Repeat exactly, and only, the lines from the line containing "Thank you for the photo. Please point out the white desk" through the last line of the records below, including both.

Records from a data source
---+---

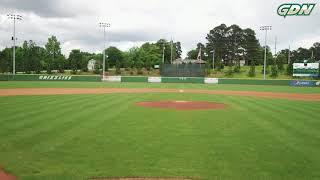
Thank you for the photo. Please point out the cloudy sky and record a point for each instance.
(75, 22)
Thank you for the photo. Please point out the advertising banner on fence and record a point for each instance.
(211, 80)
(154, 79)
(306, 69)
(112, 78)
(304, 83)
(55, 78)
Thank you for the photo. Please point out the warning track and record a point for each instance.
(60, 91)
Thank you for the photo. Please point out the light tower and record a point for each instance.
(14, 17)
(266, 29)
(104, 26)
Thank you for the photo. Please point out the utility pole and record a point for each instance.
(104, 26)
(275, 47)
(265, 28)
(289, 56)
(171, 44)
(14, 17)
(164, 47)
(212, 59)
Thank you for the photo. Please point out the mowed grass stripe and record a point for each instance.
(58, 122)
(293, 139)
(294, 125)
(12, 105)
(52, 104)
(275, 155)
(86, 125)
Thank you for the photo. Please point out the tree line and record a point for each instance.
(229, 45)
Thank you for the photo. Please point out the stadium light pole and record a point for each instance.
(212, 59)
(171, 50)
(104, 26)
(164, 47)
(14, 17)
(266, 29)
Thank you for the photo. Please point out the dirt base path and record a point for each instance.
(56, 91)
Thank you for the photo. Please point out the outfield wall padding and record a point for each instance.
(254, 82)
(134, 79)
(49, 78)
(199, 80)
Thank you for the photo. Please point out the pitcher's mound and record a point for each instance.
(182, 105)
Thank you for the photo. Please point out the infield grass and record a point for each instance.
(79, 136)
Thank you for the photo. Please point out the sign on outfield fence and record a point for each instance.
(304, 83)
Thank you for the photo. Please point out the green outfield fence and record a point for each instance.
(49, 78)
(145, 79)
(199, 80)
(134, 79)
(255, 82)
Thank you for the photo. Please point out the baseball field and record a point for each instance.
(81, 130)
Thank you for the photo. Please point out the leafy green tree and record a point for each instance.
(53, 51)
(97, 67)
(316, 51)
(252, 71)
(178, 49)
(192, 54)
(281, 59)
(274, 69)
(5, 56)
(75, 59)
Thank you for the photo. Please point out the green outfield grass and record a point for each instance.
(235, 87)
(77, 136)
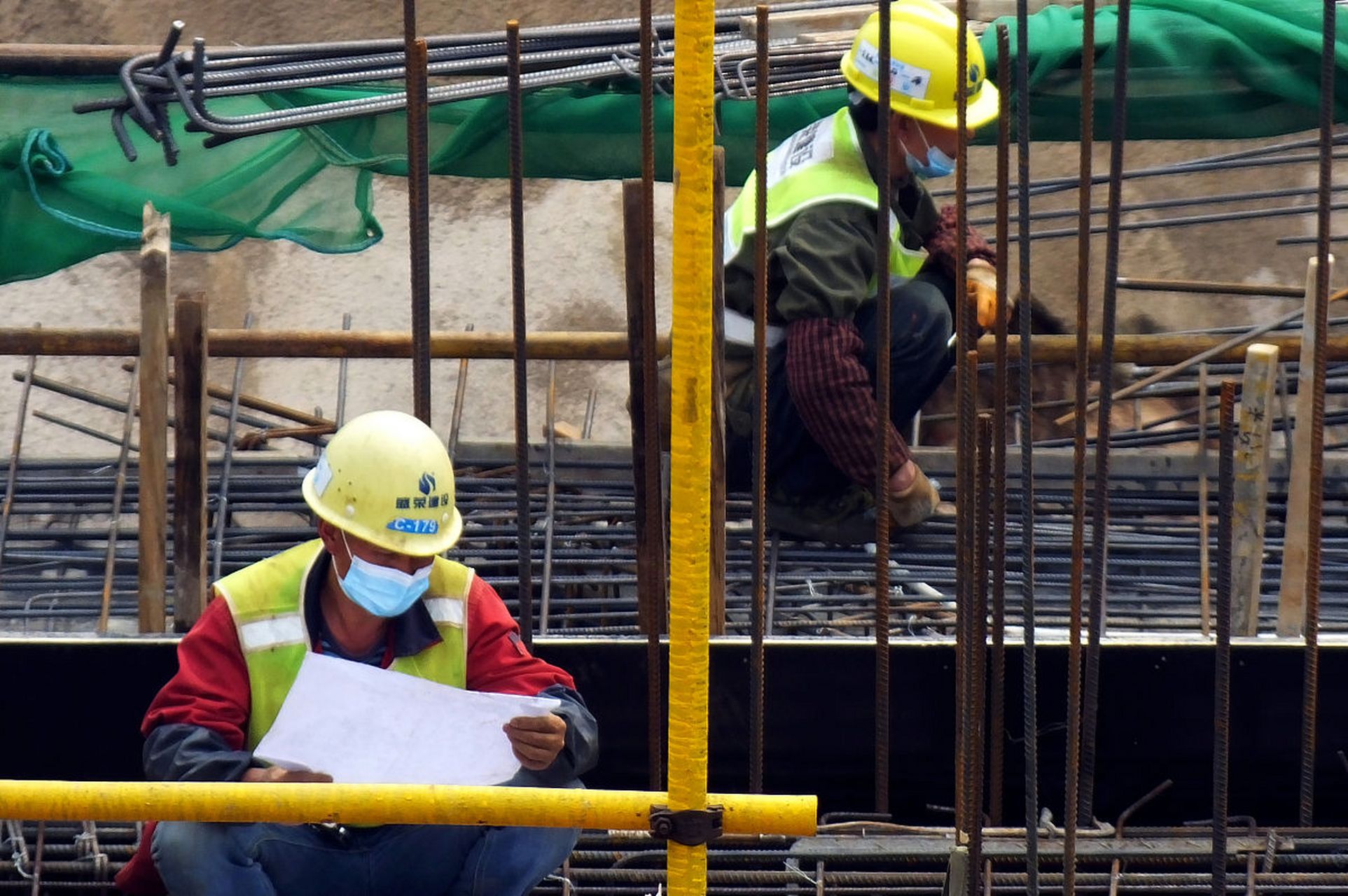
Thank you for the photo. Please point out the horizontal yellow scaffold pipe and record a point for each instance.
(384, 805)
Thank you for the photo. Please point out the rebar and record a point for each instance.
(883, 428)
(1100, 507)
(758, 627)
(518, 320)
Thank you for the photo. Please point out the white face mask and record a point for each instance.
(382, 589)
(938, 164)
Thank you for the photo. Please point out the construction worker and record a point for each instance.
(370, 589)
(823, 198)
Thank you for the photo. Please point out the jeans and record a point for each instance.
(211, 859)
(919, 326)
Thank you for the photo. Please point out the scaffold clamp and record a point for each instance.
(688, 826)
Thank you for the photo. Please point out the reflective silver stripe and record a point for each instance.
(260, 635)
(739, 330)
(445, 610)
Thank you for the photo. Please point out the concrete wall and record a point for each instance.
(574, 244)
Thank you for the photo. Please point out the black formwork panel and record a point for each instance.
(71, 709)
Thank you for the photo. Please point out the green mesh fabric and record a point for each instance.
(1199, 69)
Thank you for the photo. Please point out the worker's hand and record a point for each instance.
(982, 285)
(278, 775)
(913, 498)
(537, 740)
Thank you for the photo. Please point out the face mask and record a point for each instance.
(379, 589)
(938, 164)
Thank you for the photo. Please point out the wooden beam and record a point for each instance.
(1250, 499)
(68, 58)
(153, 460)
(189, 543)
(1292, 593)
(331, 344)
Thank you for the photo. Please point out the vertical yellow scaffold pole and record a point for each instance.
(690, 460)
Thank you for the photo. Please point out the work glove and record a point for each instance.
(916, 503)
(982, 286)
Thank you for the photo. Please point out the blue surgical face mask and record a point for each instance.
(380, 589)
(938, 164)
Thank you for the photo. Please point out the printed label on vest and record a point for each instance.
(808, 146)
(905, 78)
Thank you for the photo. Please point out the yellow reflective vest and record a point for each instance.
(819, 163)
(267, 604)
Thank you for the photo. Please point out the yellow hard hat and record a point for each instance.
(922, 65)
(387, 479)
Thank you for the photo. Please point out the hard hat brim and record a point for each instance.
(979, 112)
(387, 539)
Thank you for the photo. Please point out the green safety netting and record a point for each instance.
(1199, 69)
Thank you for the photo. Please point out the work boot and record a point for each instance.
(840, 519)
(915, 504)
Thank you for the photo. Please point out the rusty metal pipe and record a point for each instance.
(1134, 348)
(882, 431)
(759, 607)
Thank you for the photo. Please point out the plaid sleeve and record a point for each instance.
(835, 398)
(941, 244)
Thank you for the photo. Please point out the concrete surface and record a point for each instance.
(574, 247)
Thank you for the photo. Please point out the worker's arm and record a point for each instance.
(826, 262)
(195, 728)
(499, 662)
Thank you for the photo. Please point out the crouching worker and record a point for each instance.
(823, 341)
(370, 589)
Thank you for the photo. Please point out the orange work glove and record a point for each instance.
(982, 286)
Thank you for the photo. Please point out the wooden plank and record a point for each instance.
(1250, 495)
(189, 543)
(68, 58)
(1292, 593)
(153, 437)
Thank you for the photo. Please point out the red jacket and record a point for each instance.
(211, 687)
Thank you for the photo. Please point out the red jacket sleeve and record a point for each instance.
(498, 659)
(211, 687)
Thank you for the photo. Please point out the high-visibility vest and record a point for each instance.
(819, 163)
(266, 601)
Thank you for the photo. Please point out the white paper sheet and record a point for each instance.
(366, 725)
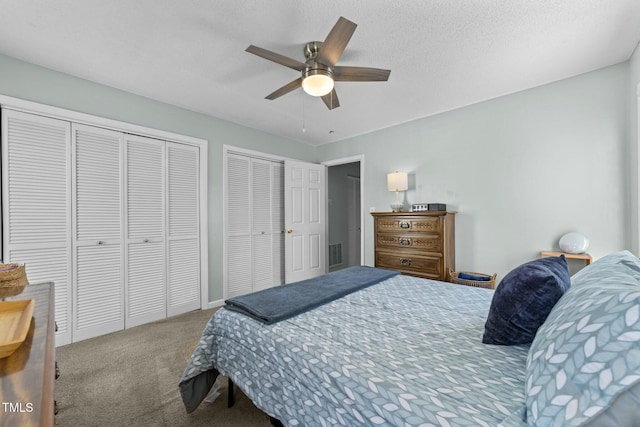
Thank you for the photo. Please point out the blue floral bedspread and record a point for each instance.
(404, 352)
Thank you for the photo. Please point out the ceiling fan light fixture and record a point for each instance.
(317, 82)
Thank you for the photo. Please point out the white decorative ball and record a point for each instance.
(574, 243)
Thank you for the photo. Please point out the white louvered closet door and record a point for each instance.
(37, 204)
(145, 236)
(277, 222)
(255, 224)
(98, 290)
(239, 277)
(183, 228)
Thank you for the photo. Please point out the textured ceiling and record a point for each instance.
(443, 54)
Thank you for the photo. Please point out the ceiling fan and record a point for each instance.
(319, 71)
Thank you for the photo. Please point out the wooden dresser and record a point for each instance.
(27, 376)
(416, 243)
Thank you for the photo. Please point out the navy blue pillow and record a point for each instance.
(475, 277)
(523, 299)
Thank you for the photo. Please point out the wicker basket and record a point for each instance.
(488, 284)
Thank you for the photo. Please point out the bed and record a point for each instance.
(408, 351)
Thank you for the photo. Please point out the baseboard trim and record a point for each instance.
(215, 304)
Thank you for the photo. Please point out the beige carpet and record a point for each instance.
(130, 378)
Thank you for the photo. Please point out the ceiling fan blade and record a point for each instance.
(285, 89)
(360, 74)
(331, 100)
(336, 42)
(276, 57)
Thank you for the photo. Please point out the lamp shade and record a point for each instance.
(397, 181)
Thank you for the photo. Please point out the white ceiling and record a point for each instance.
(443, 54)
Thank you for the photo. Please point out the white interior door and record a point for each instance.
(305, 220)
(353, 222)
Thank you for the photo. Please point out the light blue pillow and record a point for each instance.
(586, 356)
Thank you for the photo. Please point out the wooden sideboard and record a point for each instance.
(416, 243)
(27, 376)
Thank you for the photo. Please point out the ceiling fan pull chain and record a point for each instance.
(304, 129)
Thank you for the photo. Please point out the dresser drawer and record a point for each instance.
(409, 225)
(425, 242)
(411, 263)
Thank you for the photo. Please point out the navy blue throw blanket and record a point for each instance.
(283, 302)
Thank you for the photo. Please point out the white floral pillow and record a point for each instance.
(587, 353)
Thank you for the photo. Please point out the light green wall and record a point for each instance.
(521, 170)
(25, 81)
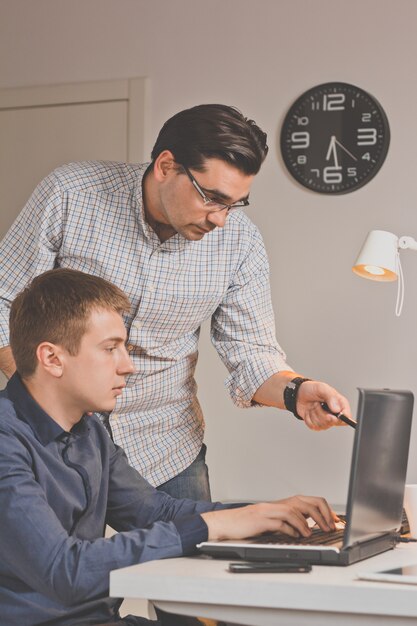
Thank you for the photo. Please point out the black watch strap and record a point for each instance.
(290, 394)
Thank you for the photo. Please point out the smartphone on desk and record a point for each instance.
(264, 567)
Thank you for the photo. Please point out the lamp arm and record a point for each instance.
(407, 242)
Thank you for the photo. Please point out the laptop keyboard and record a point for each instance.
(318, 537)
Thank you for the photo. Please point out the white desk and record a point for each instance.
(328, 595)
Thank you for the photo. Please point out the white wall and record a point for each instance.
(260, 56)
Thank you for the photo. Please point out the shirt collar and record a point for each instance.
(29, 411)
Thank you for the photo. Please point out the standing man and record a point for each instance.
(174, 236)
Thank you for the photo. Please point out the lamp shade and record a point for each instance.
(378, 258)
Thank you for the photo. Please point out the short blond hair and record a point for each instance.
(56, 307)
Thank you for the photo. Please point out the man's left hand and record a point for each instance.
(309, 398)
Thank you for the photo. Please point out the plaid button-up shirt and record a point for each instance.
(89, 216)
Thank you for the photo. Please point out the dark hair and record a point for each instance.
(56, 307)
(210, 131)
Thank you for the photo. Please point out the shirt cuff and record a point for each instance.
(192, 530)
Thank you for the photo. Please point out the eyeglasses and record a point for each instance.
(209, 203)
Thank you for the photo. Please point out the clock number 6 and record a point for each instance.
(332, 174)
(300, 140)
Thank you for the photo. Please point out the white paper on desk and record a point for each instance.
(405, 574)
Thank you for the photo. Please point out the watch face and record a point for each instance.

---+---

Answer below ▸
Thank you for the photo. Please point out the white desk and record a point for each instance.
(328, 595)
Thank you for the photo. Please point out the white wall and record a point for each instance.
(260, 56)
Thank you for the photo. Please point out the shirt collar and record a point for each instance.
(29, 411)
Thank you for the photo. Please point out the standing man and record a point for each instance.
(174, 236)
Thank you for the photo. Please point out the lamp shade and record a point for each instance.
(378, 258)
Thank you for the photo. Please point out the short blond hair and record a point for each instance.
(56, 307)
Thank you for the photo. Please point out the man's left hand and record a point for each instance.
(309, 398)
Thank you for the photo. Please point out the plaid button-up shirt and record a point for each instance.
(89, 216)
Thank you for the photo. Please point out the dark hair and record a point for each instance.
(56, 307)
(210, 131)
Thank you for the photo. Please point out the shirt cuff and record a point for each instance.
(192, 530)
Thank you for the photo. Please point out the eyeglasses and record a point for each instance.
(209, 203)
Thank you for the photo. Please point out the clock number 6 and record a point for each instance.
(332, 174)
(300, 140)
Thank you for the photo. Please point out the white paper on desk and record a point for each instance.
(405, 574)
Thank you for the photo. Please point out the watch face and record a point for each instance.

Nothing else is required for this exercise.